■ Exercise aim: Show each line of the rows below that contains the string "white".
[Start Available data]
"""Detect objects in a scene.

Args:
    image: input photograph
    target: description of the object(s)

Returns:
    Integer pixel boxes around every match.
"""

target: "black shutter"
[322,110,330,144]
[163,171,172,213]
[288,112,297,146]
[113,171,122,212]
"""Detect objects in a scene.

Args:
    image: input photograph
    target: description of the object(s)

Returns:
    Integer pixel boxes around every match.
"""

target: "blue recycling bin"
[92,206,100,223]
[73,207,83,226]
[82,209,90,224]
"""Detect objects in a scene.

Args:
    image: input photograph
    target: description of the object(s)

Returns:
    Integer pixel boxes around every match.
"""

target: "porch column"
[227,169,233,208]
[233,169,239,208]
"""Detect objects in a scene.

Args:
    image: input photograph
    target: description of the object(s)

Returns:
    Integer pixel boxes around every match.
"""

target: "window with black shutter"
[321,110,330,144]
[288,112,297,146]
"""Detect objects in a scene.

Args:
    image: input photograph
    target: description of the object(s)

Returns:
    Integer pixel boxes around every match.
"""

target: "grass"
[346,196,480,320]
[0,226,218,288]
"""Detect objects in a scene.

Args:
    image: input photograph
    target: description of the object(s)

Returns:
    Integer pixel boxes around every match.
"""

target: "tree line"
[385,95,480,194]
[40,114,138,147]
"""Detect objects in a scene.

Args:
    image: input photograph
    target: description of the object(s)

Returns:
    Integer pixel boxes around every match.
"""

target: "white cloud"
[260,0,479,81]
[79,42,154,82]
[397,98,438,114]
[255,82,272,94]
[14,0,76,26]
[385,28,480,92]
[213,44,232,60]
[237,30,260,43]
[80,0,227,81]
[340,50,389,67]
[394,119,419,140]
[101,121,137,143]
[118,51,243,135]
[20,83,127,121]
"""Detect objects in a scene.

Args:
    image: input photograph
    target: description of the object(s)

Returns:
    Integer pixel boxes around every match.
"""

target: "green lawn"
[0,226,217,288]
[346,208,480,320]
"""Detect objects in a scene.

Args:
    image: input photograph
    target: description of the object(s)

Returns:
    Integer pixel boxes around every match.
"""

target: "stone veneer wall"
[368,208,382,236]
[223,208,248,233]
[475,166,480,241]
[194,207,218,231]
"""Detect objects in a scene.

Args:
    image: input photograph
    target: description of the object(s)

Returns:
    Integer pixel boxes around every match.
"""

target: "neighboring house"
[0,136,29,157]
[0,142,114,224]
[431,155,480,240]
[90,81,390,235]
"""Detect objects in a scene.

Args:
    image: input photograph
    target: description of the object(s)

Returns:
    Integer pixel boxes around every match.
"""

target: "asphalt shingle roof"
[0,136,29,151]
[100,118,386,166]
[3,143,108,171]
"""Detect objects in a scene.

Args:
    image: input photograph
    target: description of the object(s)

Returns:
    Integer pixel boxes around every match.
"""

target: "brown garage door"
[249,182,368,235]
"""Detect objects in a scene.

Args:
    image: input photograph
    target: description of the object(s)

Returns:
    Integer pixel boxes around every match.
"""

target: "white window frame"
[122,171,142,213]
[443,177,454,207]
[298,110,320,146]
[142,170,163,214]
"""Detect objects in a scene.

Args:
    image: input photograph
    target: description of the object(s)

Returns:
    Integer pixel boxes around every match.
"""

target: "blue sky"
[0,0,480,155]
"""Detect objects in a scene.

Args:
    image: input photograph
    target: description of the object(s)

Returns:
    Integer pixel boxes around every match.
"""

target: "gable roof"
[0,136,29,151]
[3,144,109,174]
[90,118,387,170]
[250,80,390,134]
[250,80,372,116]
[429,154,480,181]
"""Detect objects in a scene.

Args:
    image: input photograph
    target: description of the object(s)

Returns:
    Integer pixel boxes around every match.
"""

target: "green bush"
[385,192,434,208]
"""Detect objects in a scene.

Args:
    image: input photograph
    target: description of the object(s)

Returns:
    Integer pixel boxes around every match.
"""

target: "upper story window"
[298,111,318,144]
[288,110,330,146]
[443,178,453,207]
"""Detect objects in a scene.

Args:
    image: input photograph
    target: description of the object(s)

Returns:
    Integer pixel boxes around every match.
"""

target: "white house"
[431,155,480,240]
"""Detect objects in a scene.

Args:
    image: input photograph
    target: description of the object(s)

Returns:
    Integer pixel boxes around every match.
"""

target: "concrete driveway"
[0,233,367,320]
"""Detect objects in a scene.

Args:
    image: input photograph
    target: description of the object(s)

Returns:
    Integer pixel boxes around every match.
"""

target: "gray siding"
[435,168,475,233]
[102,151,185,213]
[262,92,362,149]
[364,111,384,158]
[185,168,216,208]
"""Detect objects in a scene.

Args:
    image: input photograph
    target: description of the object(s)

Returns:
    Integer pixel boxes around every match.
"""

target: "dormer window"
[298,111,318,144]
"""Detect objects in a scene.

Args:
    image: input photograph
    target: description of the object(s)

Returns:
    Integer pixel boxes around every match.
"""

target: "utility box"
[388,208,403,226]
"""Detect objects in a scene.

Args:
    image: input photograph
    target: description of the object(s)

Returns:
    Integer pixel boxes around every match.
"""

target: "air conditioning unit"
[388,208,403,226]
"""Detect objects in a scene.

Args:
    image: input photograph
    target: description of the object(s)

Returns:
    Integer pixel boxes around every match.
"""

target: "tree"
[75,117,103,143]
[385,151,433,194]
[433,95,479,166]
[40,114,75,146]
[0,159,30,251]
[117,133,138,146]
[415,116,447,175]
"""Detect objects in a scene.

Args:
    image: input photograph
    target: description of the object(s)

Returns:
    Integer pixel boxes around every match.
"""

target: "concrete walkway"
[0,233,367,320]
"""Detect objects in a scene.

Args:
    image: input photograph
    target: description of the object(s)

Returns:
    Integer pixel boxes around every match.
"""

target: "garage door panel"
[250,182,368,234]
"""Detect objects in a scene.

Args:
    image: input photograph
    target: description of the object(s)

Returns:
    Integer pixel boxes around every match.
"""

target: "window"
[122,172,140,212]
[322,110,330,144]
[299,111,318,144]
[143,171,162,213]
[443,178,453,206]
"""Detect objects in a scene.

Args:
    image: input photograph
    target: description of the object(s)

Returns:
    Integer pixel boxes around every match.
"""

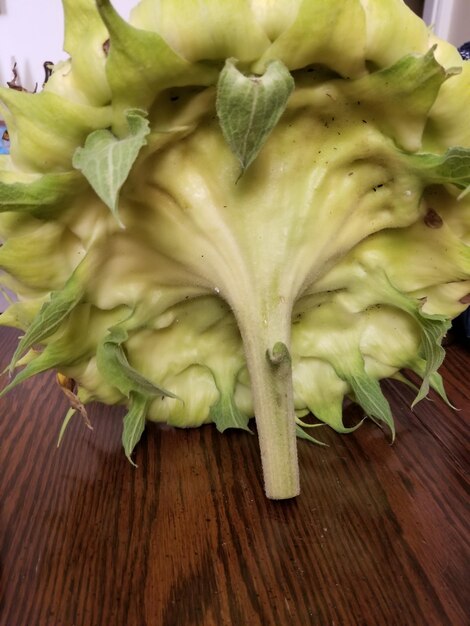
[End Available data]
■ Written response:
target: "white cloud"
target: "white window frame"
target: "white house"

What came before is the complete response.